_DOCUMENT TEXT_
*** Begin section ***

Handles fetching protein structures from RCSB PDB with caching and metadata extraction.

**Methods**:
- `fetch_structure(pdb_id, format='cif', cache_dir, extract_metadata)` → Tuple[Dict, Dict, AnalysisStep]
- `link_structures_to_genes(adata, gene_column, organism, max_structures_per_gene)` → Tuple[AnnData, Dict, AnalysisStep]

**Features**:
- PDB ID format validation (4-character alphanumeric)
- Automatic caching to avoid redundant downloads
- BioPython-based structure parsing
- Metadata extraction (resolution, organism, experiment method)
- Gene-to-structure mapping via PDB search API

#### 2. PyMOLVisualizationService

**Location**: `lobster/tools/pymol_visualization_service.py`

Creates high-quality 3D visualizations using PyMOL (open-source).

**Methods**:
- `visualize_structure(structure_file, mode, style, color_by, output_image, width, height, execute_commands)` → Tuple[Dict, Dict, AnalysisStep]
- `check_pymol_installation()` → Dict[str, Any]

**Features**:
- Multiple representation styles: cartoon, surface, sticks, spheres, ribbon, lines
- Multiple coloring schemes: chain, secondary_structure, bfactor, element
- Interactive and batch modes (GUI or headless image generation)

*** End section ***

_RECORD EXCERPTS_
*** Begin section ***

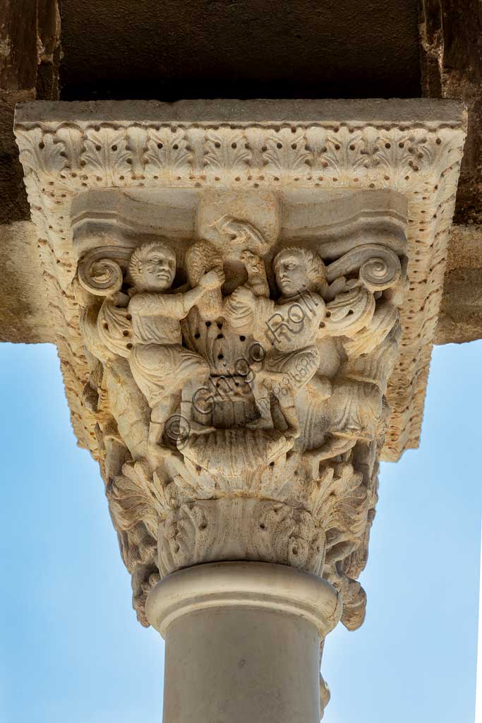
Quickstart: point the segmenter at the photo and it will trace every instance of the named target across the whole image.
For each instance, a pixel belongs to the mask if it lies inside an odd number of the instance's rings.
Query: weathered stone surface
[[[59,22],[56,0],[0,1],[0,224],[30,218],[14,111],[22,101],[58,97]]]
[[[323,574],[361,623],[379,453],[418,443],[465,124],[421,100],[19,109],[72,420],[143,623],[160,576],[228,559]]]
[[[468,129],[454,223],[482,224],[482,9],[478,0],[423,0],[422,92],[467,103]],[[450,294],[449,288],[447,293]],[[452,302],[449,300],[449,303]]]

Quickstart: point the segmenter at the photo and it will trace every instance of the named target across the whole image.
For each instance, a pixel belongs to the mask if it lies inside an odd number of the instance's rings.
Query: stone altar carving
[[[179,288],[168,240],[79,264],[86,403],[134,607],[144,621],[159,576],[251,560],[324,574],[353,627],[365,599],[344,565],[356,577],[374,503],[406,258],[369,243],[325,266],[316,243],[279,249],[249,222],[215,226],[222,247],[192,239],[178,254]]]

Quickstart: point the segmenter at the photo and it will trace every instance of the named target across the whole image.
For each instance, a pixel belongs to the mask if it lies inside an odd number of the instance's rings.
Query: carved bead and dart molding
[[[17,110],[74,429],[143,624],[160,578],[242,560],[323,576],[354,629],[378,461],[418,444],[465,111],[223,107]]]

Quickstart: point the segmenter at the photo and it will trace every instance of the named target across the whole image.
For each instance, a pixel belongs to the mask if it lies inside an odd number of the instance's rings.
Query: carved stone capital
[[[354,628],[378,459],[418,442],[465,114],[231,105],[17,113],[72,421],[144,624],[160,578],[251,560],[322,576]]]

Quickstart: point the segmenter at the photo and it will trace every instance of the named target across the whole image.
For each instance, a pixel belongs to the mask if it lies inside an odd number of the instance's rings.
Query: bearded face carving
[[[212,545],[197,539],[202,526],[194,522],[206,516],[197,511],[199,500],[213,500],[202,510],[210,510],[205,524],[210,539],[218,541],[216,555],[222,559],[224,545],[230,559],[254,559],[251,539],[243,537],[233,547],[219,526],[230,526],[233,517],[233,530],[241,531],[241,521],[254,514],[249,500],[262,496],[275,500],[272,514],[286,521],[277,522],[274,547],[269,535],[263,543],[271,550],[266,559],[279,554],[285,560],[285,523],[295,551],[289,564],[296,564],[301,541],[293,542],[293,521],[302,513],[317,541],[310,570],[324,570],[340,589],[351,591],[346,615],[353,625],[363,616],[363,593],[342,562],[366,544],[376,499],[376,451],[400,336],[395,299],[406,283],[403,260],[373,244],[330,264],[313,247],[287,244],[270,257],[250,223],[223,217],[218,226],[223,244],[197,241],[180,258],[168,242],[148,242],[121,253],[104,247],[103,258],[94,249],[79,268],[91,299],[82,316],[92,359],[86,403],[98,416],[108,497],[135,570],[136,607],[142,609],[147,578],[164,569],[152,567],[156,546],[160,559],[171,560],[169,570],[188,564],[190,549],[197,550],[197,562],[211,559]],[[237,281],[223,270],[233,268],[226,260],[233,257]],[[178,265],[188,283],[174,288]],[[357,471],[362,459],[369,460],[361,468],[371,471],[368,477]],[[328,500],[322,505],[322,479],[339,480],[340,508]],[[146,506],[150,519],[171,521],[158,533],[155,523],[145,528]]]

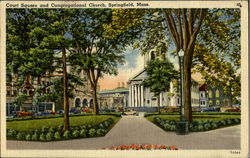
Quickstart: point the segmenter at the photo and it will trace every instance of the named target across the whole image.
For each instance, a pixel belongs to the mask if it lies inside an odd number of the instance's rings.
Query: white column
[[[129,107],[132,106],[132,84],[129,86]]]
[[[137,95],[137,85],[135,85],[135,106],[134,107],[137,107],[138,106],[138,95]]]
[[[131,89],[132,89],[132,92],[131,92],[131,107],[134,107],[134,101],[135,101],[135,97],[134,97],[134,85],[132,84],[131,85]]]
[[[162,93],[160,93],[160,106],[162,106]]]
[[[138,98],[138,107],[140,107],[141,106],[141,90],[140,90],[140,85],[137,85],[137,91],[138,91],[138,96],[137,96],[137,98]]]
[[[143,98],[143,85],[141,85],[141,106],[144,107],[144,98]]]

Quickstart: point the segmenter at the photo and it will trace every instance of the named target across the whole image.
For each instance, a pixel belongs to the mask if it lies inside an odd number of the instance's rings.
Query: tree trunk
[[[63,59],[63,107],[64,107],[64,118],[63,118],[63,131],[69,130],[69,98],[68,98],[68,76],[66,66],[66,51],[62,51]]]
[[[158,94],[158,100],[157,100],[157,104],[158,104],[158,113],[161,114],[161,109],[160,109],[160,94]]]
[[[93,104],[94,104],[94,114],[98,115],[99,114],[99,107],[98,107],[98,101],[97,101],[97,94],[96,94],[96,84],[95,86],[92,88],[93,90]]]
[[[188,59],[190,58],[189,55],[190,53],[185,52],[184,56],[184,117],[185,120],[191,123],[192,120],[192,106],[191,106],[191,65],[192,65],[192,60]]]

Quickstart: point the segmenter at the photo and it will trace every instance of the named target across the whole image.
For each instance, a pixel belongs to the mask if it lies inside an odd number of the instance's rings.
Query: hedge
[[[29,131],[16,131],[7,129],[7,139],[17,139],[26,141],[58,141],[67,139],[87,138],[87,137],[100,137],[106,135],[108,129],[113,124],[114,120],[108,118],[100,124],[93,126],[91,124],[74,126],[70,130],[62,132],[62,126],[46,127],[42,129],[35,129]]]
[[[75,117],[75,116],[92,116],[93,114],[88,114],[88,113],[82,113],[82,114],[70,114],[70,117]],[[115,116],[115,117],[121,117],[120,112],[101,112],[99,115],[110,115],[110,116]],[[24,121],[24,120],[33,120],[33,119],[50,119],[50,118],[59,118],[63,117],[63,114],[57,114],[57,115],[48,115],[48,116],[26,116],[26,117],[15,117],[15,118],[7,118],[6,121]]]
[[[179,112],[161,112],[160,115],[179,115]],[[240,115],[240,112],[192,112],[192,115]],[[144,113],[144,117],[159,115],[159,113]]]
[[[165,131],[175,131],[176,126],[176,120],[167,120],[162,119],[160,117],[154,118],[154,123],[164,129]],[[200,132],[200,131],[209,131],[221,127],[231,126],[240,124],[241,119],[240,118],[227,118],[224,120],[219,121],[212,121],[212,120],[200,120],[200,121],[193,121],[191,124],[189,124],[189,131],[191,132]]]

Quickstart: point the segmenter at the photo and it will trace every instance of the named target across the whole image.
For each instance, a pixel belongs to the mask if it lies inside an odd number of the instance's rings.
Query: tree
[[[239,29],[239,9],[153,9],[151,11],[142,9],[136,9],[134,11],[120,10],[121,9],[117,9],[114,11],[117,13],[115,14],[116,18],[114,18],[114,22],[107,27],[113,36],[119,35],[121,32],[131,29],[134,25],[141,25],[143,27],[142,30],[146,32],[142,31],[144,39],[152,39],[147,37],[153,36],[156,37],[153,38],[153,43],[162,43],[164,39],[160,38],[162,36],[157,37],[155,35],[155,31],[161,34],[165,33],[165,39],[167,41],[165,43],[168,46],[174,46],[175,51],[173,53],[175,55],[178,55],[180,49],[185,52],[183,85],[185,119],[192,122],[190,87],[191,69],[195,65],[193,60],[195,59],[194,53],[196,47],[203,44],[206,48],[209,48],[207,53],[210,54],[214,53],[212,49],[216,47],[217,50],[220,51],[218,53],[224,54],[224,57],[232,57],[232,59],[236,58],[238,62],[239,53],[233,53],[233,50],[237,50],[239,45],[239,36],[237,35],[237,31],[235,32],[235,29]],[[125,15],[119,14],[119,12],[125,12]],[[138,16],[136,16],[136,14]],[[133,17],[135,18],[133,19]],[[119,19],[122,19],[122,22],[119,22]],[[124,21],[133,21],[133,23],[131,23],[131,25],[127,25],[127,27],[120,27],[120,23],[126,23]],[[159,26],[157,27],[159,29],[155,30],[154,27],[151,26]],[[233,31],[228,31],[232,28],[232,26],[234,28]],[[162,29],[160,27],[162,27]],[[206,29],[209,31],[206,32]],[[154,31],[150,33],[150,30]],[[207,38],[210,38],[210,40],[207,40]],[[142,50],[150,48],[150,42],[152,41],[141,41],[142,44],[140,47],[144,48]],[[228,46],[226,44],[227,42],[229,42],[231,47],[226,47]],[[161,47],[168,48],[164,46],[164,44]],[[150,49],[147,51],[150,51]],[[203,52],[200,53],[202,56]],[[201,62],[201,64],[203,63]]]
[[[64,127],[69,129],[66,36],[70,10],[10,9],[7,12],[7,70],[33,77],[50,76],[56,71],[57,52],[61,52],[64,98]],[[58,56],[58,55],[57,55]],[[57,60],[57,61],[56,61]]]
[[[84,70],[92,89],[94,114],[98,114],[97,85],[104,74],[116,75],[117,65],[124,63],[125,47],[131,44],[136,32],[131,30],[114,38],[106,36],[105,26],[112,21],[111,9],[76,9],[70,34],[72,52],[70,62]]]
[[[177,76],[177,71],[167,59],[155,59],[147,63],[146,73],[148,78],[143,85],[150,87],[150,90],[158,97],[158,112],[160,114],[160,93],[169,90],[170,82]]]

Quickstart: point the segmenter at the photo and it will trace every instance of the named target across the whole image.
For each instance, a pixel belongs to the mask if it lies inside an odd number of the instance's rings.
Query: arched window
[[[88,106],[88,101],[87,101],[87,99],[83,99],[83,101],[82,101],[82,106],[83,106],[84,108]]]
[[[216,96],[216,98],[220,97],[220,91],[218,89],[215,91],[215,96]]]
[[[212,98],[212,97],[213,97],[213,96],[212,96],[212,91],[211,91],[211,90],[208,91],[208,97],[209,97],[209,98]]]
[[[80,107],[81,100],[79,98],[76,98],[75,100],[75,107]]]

*** End section ***
*** Begin section ***

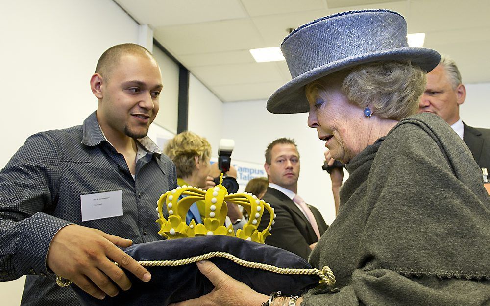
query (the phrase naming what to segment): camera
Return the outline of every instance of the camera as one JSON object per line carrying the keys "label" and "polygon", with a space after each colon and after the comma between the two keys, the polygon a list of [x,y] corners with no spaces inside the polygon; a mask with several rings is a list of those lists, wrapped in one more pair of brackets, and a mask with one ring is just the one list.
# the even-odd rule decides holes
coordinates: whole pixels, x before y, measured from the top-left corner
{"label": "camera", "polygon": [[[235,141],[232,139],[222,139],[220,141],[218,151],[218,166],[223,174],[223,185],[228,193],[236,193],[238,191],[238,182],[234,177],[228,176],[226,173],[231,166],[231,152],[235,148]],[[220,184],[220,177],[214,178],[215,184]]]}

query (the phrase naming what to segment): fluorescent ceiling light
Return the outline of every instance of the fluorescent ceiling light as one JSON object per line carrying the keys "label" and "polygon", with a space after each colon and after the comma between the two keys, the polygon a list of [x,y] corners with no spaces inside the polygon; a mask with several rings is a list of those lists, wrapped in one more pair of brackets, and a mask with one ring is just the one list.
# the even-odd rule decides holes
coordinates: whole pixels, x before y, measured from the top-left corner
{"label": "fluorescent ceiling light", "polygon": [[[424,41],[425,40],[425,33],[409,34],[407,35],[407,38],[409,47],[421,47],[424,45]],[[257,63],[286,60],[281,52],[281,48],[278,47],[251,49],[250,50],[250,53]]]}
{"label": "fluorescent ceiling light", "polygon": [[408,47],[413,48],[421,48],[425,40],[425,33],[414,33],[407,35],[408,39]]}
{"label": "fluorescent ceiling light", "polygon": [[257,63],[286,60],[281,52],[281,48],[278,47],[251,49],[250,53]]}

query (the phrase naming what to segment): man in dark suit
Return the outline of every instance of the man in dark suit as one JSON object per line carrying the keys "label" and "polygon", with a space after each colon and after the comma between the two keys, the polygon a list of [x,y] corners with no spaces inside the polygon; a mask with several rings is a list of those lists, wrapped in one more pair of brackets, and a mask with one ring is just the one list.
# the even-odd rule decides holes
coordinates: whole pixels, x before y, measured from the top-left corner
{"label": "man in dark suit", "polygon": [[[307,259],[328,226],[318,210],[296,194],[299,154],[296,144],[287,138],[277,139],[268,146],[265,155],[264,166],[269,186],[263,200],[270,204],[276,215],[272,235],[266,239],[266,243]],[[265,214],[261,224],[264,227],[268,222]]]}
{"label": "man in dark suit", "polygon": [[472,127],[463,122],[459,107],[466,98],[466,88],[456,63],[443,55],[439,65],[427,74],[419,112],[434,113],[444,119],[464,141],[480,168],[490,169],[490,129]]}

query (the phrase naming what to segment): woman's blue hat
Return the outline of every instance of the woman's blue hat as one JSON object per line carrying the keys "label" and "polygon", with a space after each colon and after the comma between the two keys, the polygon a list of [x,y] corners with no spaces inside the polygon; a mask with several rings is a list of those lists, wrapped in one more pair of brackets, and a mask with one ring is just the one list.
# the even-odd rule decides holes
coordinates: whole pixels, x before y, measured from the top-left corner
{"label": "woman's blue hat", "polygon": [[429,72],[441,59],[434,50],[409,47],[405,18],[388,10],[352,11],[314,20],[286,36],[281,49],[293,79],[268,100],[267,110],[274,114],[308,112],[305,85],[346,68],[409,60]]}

*** End section ***

_WHAT THE TASK ASKS_
Reproduce the full text of the protein structure service documentation, word for word. None of the items are needed for the work on the documentation.

_SOLUTION TO THIS PROBLEM_
Handles fetching protein structures from RCSB PDB with caching and metadata extraction.

**Methods**:
- `fetch_structure(pdb_id, format='cif', cache_dir, extract_metadata)` → Tuple[Dict, Dict, AnalysisStep]
- `link_structures_to_genes(adata, gene_column, organism, max_structures_per_gene)` → Tuple[AnnData, Dict, AnalysisStep]

**Features**:
- PDB ID format validation (4-character alphanumeric)
- Automatic caching to avoid redundant downloads
- BioPython-based structure parsing
- Metadata extraction (resolution, organism, experiment method)
- Gene-to-structure mapping via PDB search API

#### 2. PyMOLVisualizationService

**Location**: `lobster/tools/pymol_visualization_service.py`

Creates high-quality 3D visualizations using PyMOL (open-source).

**Methods**:
- `visualize_structure(structure_file, mode, style, color_by, output_image, width, height, execute_commands)` → Tuple[Dict, Dict, AnalysisStep]
- `check_pymol_installation()` → Dict[str, Any]

**Features**:
- Multiple representation styles: cartoon, surface, sticks, spheres, ribbon, lines
- Multiple coloring schemes: chain, secondary_structure, bfactor, element
- Interactive and batch modes (GUI or headless image generation)